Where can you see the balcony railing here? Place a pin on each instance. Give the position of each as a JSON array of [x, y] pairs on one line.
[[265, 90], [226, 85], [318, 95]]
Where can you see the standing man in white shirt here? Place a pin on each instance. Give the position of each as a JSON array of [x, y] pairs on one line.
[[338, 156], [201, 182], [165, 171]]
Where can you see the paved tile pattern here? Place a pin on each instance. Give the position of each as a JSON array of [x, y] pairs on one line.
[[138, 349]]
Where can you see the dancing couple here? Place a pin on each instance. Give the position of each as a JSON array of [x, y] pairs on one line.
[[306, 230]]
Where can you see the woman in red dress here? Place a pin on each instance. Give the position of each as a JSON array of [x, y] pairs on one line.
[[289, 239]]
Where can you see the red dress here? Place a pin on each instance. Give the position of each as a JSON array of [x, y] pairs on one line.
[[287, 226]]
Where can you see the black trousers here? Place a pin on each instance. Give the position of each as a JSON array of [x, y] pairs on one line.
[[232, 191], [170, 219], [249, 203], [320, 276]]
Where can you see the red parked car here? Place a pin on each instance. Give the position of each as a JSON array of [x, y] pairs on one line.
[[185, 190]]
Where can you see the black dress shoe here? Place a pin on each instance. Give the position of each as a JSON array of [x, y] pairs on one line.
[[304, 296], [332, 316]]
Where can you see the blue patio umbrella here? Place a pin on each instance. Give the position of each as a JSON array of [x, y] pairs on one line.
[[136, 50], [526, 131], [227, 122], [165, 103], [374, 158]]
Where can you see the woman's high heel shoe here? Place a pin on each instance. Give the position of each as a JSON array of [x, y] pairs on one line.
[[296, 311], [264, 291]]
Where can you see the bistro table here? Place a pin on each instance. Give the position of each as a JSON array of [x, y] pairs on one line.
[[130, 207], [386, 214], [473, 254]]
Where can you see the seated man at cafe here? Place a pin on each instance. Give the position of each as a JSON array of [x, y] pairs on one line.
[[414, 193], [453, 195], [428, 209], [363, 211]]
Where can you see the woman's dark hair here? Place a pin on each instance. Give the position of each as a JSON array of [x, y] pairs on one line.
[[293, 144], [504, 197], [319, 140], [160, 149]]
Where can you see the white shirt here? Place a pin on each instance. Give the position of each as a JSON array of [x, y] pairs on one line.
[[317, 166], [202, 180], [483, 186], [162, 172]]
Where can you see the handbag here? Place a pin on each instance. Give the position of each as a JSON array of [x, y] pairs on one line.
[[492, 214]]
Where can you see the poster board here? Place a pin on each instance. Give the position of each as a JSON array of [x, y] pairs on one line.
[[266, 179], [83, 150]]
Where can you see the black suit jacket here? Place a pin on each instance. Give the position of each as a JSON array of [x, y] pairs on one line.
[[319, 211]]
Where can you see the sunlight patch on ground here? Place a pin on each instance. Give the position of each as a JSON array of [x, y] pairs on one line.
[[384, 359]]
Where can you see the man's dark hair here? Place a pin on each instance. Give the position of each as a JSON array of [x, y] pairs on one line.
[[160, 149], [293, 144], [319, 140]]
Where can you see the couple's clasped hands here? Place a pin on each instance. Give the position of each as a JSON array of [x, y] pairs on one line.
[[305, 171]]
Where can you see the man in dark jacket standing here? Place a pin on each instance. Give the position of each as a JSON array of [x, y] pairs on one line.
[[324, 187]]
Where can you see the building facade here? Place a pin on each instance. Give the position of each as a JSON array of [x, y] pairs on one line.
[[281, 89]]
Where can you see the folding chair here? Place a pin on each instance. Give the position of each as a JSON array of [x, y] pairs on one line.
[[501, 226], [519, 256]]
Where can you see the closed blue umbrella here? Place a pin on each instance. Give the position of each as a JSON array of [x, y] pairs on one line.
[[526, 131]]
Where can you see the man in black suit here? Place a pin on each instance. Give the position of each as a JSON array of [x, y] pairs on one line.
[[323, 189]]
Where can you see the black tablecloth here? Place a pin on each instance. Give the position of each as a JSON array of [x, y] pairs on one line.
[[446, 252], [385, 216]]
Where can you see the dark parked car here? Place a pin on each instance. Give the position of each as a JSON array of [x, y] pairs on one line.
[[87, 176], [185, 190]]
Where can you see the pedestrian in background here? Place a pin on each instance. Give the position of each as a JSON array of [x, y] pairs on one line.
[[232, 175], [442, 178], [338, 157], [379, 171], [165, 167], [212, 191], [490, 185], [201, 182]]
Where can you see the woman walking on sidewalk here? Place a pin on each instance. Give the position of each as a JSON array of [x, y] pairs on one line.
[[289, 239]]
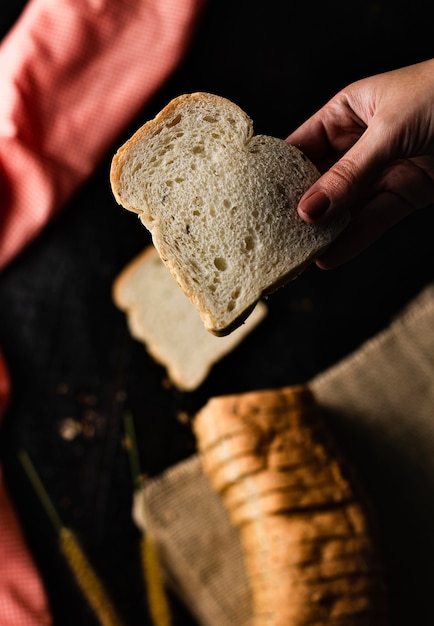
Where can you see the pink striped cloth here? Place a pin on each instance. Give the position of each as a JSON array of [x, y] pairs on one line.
[[73, 74]]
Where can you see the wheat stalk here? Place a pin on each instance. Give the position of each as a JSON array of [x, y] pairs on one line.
[[87, 579], [69, 545], [158, 604]]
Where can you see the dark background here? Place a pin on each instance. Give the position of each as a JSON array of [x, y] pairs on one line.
[[69, 353]]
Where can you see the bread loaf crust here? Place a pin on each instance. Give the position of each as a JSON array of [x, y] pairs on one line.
[[309, 544]]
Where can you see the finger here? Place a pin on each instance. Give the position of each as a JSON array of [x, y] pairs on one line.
[[394, 202], [350, 180]]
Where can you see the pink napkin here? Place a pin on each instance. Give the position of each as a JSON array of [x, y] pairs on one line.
[[73, 75]]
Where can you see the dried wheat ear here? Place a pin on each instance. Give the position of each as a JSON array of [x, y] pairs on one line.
[[310, 550]]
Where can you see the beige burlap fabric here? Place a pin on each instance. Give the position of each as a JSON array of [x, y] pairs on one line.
[[379, 402]]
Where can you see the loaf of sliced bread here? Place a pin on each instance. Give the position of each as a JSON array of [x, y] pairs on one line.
[[221, 204], [309, 543], [164, 320]]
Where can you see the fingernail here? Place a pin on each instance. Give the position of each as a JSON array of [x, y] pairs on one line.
[[315, 206]]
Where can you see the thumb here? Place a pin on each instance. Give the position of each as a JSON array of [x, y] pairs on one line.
[[348, 183]]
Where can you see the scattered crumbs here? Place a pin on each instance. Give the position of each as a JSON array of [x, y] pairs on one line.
[[69, 428], [183, 417], [88, 399], [121, 395]]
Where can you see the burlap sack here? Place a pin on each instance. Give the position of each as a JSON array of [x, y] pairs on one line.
[[379, 402]]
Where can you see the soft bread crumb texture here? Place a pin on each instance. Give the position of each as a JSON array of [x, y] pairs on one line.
[[220, 203], [165, 321]]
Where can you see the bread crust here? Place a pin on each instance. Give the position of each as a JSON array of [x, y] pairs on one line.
[[309, 545], [220, 203]]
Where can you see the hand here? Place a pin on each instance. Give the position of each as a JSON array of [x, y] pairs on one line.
[[374, 145]]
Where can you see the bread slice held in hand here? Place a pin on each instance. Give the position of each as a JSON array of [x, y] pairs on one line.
[[161, 317], [221, 205]]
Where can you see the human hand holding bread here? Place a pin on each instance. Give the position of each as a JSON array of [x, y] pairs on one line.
[[374, 144], [220, 203]]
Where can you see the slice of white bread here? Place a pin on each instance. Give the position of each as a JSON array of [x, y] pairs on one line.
[[220, 203], [161, 316]]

> _Set exercise_:
Render the whole listing above as a Markdown table with two columns, Row for the row number and Line for the text of each line, skipping blank lines. Leave the pictures out.

> _The result_:
| Row | Line |
|---|---|
| 1 | Where can you see the balcony railing here? Place a pin on each instance. Give the position of each as a JSON array of [x, y] pairs on one line. |
| 2 | [[265, 90], [226, 85], [318, 95]] |
| 3 | Where can you see the standing man in white shirt here? Place a pin on each instance. Give the position of each as a JSON array of [x, y] pairs on one line. |
| 4 | [[338, 156], [201, 182], [165, 171]] |
| 5 | Where can you see the paved tile pattern here? Place a pin on each instance. Give the position of each as a JSON array of [x, y] pairs on one line. |
| 6 | [[138, 349]] |
| 7 | Where can you see the dancing couple here? Place a pin on each instance. Give the position of each as a JSON array of [x, y] pairs on one line. |
| 8 | [[306, 230]] |
| 9 | Where can you see the woman in red dress here? Place a pin on each instance. Give the position of each as a JSON array of [x, y] pairs on one line. |
| 10 | [[289, 239]] |
| 11 | Where can you see the red dress here? Place a pin on each instance. Give the position of each as a JSON array of [x, y] pairs on one line. |
| 12 | [[287, 226]] |
| 13 | Where can you see the black trousers here? Place a pin on each instance. Give the position of each as a JSON array of [x, y] pairs on one line. |
| 14 | [[232, 191], [170, 219], [249, 203], [320, 276]] |
| 15 | Where can you see the red parked car here? Place a pin on each instance. Give the position of each as a JSON array of [x, y] pairs on one line. |
| 16 | [[185, 190]] |
| 17 | Where can you see the black dress shoe here? Place a pin on each instance. Give the position of each as a JSON array of [x, y] pairs on one line. |
| 18 | [[304, 296], [332, 316]] |
| 19 | Where can you see the blue patio umbrella here? Place a pin on each instance. Give the position of each as a JSON array of [x, y] pairs on one line. |
| 20 | [[136, 50], [526, 131], [227, 122], [165, 103], [374, 158]] |
| 21 | Where can you see the woman's high heel shoe here? Place a pin on each instance. Give the position of each as a JSON array of [x, y] pairs on one line. |
| 22 | [[296, 311], [264, 291]] |
| 23 | Where can you see the bistro table here? Place a pin on each instance. Give the position of each as a JSON array of [x, y] pairs on one line. |
| 24 | [[130, 207], [386, 214], [473, 254]] |
| 25 | Where can you see the seated man at cafe here? Place a pin on each instance. Give the position of each as a JSON array of [x, y] pairs on one line. |
| 26 | [[414, 193], [453, 195], [428, 209], [363, 211]] |
| 27 | Where can you see the woman's dark hair here? Place a pin on each instance. Give the position of each as a JSON array of [x, y] pairs on one line. |
| 28 | [[293, 144], [504, 197], [319, 140], [160, 149]] |
| 29 | Where can you see the white shirt here? Place a pin on each instance. Give the position of each as a JSON array of [x, y] pairs on one line. |
| 30 | [[317, 166], [202, 180], [483, 186], [162, 172]] |
| 31 | Where can you see the handbag here? Place a pin on each instance. Give the position of each as a JSON array of [x, y] pairs on one line. |
| 32 | [[492, 214]] |
| 33 | Where can you see the poster board here? Place a pin on each instance. Give the position of each as a JSON array of [x, y] pairs on one line. |
| 34 | [[266, 179], [83, 150]] |
| 35 | Where can you see the black suit jacket here? Place a pin on each instance. Give the position of each as a JSON array of [x, y] pairs on one line. |
| 36 | [[319, 211]] |
| 37 | Where can you see the sunlight patch on ground here? Place a pin on each instance. Give the position of each as a JSON array of [x, y] pairs on one line. |
| 38 | [[384, 359]] |
| 39 | Where can you see the man's dark hair here? Place a pin on each instance. Give the position of each as a JSON array of [x, y] pairs on one line. |
| 40 | [[160, 149], [293, 144], [319, 140]] |
| 41 | Where can you see the couple's clasped hands here? Place a pin on each instance. Give the position of each as a JSON array of [x, y] pairs on one line. |
| 42 | [[305, 171]] |
| 43 | Where can you see the man in dark jacket standing here? Place a pin on each instance. Give the position of each as a JSON array of [x, y] pairs on one line. |
| 44 | [[324, 187]] |
| 45 | Where can you see the building facade here? Place a pin on each instance. Give the position of each as a JSON array of [x, y] pairs on one line. |
| 46 | [[281, 89]] |
| 47 | Where can you see the folding chair here? Place a pin on each instance. Give the position of each as a JSON array of [x, y] pairs on one line. |
| 48 | [[501, 226], [519, 256]] |
| 49 | Where can you see the closed blue umbrella here? Place a pin on each instance. Give the position of each as a JSON array of [x, y] pairs on one line. |
| 50 | [[526, 131]] |
| 51 | Where can you see the man in black suit here? Place a pin on each instance. Give the position of each as a JSON array of [x, y] pairs on one line. |
| 52 | [[323, 189]] |
| 53 | Where can you see the black tablecloth here? Place a pin on each instance. Give the position of each as a JSON array of [x, y] pairs on one line. |
| 54 | [[446, 252], [385, 216]] |
| 55 | Where can you see the dark parked car here? Place a pin on each instance. Give the position of each as a JSON array of [x, y] pairs on one line. |
| 56 | [[87, 176], [185, 190]] |
| 57 | Where can you see the pedestrian in background here? Place a pin on each instance. Give the position of each as a JSON array of [x, y] pairs on one line. |
| 58 | [[232, 175], [442, 178], [338, 157], [379, 171], [165, 167], [212, 191], [490, 185], [201, 182]] |
| 59 | Where can you see the woman walking on sidewalk here? Place a pin on each instance. Give the position of each as a JSON array of [x, y] pairs on one line. |
| 60 | [[289, 239]] |
| 61 | Where can you see the pink striped cloth here? Place a pin on each instance. Give the position of each as a JSON array of [x, y] pairs on one line. |
| 62 | [[73, 74]] |
| 63 | Where can you see the wheat stalk here? Place a pin on each instance. Give the position of each as a JSON array of [x, y] pairs on one line. |
| 64 | [[87, 579], [69, 545], [158, 604]] |
| 65 | Where can you see the dark background here? Place a pin on each instance. Give the position of each as a JSON array of [x, y] pairs on one line. |
| 66 | [[69, 353]] |
| 67 | Where can you see the bread loaf crust here? Place a pin on each instance. Give the position of each as a JSON array of [x, y] pairs on one line. |
| 68 | [[309, 544]] |
| 69 | Where can you see the finger here? Place a pin on each instance. Give the position of each as a JSON array of [x, y] pairs on one line. |
| 70 | [[394, 202], [350, 180]] |
| 71 | Where can you see the pink napkin here? Place a pin on each instance. Give the position of each as a JSON array of [x, y] pairs on one line. |
| 72 | [[73, 75]] |
| 73 | Where can you see the dried wheat ear here? Place a pin on each instance. Give the position of each as a JSON array of [x, y] pairs on one line. |
| 74 | [[310, 550]] |
| 75 | Where can you see the beige burlap fabric here? Place a pin on each instance. Give the position of each as a JSON array of [x, y] pairs on one line. |
| 76 | [[379, 402]] |
| 77 | Where can you see the loaf of sliced bread here? Place a pin on each instance. Give the position of each as a JSON array of [x, y] pairs on one line. |
| 78 | [[221, 204], [309, 543], [164, 320]] |
| 79 | Where can you see the fingernail here? Place a pin on each instance. Give the position of each as a JSON array of [x, y] pairs on one line. |
| 80 | [[315, 206]] |
| 81 | Where can you see the thumb here? Place a pin on each instance. Give the position of each as a JSON array of [x, y] pairs on one line. |
| 82 | [[348, 183]] |
| 83 | Where can you see the scattered crumbs here? Place a pin on each instance. Give the position of each as a JSON array of [x, y] pairs on one line. |
| 84 | [[69, 428], [183, 417], [88, 399], [121, 395]] |
| 85 | Where can you see the burlap sack here? Place a pin on each instance. Give the position of each as a JSON array of [x, y] pairs on one line. |
| 86 | [[379, 402]] |
| 87 | Where can you see the soft bread crumb texture here? Place a pin on each instance. Give the position of each as a JSON array of [x, y] pairs on one line. |
| 88 | [[220, 203], [165, 321]] |
| 89 | Where can you see the bread crust here? Place a pin on each instance. Give the position of each as a JSON array of [x, y] pairs on one line. |
| 90 | [[309, 545], [220, 203]] |
| 91 | Where can you see the hand here? Place a pin on each instance. Give the position of each as a JSON array of [x, y] pairs on one line. |
| 92 | [[374, 145]] |
| 93 | Where can you see the bread slice held in hand here? Place a pin on each instance. Give the position of each as a JSON array of [x, y] pairs on one line. |
| 94 | [[161, 317], [221, 205]] |
| 95 | Where can you see the human hand holding bread here? Place a pin on each instance. Give the position of each as a JSON array of [x, y] pairs on one line. |
| 96 | [[374, 144], [220, 203]] |
| 97 | Where can you see the slice of white bread here? Place a pin on each instance. Give the position of each as a JSON array of [x, y] pairs on one line. |
| 98 | [[220, 203], [161, 316]] |